**Using the information**
(1) According to the news report on Peshmerga fighters entering Kobani, how many Iraqi-Kurdish fighters make up the full group expected to fight in the town?
(2) Carry on the news report about Peshmerga fighters entering Kobani, starting after its final sentence.

**Source document**
A convoy of Kurdish peshmerga fighters drive through Arbil after leaving a base in northern Iraq, on their way to the Syrian town of Kobani ,October 28, 2014. (Reuters)
The first group of Iraqi Kurdish Peshmerga fighters has entered the besieged Syrian city of Kobani via a Turkish border crossing. Damascus has accused Ankara of “blatantly violating” Syria’s sovereignty by allowing the fighters to cross through Turkey.
"Minutes ago, about 10 members of the Kurdish Peshmerga forces entered [Kobani] through the border crossing between the town and Turkish territory," the Syrian Observatory for Human Rights said on Thursday morning.
According to the British-based monitoring group, a convoy carrying Peshmerga fighters arrived near the Turkish town of Suruc on Wednesday night. They, in turn, made contact with other Kurdish fighters who had flown in earlier that day.
“The force is equipped with heavy guns including mortars, canons, rocket launchers, etc.,” the Guardian cites Safeen Dizayee, spokesman for the Iraqi Kurdistan regional government, as saying on Thursday.
Turkish Army tanks take position as they turn towards the Syrian city of Kobani on September 29, 2014 in Suruc after three mortars hit the Turkish side. (AFP Photo)
The force, sent as part and parcel of a “moral, political and nationalistic duty,” will not engage in frontline combat, but rather play “a support role,” Dizayee said.
He added that Kurdish fighters in Kobani, who have been fighting off a siege by Islamic State (IS) militants, needed weapons and ammunition, as they already had enough troops. Syrian Kurdish fighters in Kobani have pled for heavier weaponry for weeks to counter the well-armed IS militants. Earlier this month, the US obliged them with 27 airdrops, which included large quantities of ammunition, weapons and medical aid.
Meanwhile, the 10 fighters are part of a 160-strong group of Iraqi-Kurdish fighters who are expected to take up arms in Kobani and help reassert Kurdish control of the town. The development came as IS militants launched a failed bid to seize the border crossing point on Wednesday - the sole point of entry and exit into Kobani.
The president of Iraqi Kurdistan, Masoud Barzani, said more people could be deployed from Iraqi Kurdistan if the situation demanded it.

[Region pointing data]
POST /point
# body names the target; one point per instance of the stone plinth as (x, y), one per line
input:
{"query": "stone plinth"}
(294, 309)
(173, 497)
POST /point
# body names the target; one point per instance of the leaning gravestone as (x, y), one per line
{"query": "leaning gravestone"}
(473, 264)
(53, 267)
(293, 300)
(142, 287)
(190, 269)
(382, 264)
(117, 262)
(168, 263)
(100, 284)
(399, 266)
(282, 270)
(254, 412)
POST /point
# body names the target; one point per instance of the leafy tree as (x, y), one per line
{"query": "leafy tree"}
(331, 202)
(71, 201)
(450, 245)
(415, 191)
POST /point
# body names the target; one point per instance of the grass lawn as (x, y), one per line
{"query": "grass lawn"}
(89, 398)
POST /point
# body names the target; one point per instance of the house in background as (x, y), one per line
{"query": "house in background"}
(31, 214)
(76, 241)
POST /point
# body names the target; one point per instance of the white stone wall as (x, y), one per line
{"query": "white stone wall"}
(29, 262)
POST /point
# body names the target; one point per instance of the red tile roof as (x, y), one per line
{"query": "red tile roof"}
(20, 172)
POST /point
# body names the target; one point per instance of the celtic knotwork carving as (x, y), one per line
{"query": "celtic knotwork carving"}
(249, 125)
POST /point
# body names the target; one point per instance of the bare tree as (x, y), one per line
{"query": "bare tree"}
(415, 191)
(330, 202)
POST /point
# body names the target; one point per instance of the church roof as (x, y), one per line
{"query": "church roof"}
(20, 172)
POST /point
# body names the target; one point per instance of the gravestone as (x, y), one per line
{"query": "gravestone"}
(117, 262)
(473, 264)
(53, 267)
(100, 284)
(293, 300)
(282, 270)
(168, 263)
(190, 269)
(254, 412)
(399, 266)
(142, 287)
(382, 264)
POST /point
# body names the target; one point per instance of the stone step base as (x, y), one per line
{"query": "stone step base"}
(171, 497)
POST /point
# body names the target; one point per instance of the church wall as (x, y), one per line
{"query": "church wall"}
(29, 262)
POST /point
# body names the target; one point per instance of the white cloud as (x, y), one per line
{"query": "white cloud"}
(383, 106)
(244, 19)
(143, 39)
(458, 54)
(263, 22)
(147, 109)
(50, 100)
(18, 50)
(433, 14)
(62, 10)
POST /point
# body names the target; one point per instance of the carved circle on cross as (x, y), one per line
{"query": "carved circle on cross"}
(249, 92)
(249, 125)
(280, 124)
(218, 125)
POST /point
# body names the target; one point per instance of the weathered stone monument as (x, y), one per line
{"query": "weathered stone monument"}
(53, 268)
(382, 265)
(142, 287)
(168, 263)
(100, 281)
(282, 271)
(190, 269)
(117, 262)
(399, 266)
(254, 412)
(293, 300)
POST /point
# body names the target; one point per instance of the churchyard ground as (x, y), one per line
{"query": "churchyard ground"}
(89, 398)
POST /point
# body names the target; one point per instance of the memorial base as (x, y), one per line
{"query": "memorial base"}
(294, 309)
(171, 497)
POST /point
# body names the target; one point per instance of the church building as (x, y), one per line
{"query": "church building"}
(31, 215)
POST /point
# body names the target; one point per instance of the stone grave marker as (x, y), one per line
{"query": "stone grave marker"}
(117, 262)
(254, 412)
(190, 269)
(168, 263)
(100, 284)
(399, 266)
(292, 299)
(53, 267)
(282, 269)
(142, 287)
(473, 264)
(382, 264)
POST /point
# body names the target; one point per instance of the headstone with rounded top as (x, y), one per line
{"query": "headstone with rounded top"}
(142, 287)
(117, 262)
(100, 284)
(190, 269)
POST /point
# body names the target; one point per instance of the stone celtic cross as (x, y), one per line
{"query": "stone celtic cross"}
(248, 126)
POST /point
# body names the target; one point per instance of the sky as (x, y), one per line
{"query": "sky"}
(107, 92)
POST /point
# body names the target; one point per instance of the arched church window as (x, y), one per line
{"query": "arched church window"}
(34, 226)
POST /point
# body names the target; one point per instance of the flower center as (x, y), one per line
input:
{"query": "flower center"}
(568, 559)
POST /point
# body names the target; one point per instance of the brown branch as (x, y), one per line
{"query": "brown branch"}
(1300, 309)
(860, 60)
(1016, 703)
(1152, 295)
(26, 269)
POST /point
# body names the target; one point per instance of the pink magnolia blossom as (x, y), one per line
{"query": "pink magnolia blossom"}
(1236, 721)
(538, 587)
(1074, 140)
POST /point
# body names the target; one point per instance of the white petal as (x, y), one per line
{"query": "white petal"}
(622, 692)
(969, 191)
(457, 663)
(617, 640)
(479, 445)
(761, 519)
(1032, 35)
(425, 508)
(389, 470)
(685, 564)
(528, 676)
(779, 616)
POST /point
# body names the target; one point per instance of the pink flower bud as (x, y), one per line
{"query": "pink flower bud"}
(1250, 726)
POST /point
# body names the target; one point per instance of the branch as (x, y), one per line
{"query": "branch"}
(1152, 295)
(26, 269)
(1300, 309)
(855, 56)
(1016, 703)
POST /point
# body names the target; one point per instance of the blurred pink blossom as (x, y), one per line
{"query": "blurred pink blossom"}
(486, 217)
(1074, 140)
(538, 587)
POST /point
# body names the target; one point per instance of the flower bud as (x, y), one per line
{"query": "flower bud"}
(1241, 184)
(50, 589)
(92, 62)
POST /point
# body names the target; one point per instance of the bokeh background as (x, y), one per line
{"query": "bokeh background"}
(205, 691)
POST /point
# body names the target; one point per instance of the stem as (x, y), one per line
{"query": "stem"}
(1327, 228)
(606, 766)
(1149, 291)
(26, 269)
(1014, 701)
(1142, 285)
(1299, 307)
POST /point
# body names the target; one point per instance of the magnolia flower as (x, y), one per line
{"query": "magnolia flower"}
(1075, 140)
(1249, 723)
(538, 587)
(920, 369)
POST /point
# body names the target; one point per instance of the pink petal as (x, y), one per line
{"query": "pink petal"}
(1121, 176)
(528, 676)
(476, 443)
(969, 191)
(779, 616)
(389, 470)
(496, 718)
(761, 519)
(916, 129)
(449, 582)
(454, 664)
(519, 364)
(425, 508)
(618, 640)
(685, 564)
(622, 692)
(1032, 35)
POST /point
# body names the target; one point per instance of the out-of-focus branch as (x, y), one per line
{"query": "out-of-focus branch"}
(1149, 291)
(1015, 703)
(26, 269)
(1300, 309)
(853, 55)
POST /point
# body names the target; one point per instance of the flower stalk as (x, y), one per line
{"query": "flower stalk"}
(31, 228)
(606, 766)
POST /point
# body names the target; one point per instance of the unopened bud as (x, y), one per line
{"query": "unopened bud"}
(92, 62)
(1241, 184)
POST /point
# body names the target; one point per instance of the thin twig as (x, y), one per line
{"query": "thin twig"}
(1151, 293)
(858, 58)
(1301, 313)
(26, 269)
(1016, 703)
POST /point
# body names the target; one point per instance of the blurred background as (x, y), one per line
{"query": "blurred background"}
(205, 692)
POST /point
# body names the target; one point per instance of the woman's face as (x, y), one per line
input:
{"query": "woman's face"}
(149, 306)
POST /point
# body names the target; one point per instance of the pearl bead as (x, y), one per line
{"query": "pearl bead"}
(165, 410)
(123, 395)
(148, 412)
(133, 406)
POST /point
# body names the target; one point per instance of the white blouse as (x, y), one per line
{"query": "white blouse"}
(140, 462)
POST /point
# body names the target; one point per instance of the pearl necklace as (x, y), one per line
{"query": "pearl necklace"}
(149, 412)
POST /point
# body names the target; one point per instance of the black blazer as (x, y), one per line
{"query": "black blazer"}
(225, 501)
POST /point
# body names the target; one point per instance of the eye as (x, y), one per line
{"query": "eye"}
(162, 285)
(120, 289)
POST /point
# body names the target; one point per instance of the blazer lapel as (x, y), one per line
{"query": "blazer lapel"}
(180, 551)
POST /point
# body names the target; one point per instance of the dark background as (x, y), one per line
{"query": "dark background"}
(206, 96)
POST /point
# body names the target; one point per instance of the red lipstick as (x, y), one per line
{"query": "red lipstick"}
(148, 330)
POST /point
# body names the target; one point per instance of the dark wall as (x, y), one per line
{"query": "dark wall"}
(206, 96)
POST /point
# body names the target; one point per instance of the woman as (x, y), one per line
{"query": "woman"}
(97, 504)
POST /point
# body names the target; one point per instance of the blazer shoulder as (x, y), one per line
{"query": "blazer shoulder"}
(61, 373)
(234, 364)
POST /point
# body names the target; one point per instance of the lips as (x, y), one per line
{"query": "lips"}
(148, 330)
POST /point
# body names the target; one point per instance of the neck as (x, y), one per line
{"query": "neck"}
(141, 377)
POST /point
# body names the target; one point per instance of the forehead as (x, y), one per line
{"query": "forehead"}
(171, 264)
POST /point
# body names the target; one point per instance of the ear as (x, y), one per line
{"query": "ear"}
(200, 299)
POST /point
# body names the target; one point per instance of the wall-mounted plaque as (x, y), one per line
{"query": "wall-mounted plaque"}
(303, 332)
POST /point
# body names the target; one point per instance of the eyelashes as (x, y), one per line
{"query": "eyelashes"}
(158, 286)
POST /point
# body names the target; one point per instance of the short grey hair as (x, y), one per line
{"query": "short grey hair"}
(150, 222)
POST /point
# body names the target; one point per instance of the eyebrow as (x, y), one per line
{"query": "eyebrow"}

**Answers provided**
(1) 160

(2)
Smoke rises from the Syrian town of Kobane, seen from near the Mursitpinar border crossing on the Turkish-Syrian border in the southeastern town of Suruc, Sanliurfa province, on October 3, 2014. (AFP Photo)
On Wednesday, a group of 50 Syrian rebels also entered Kobani via Turkey. The reinforcements, along with US-led airstrikes, are intended to drive IS militants from the city for good, which was on the verge of being overrun earlier this month. Despite scores of airstrikes, however, Kurdish forces have rolled back IS gains, but failed to break the bloody stalemate.
On Thursday, the Syrian Foreign Ministry condemned the Turkish government for knowingly allowing foreign fighters to enter Syria through its territory. The ministry described the move as a “blatant violation” of Syria’s sovereignty” and a “disgraceful act.”
Earlier this month, Turkey said it would allow Iraqi Kurdish fighters to transit through Turkish territory to reach Kobani. Ankara had previously been reticent about providing any support to Syrian Kurdish PYD (Democratic Union Party) forces in Kobani.
Prior to the decision, Turkish President Recep Tayyip Erdogan had said that the PYD is "no different" to the Kurdistan Workers Party (PKK). The PKK is banned in Turkey as a terrorist organization for leading a 30-year struggle against Ankara in order to create a Kurdish autonomous region in the country’s southeast.
Ankara’s previous unwillingness to aid Kurdish forces in Kobani had drawn Washington’s ire and sparked violent clashes in Turkey’s southeast.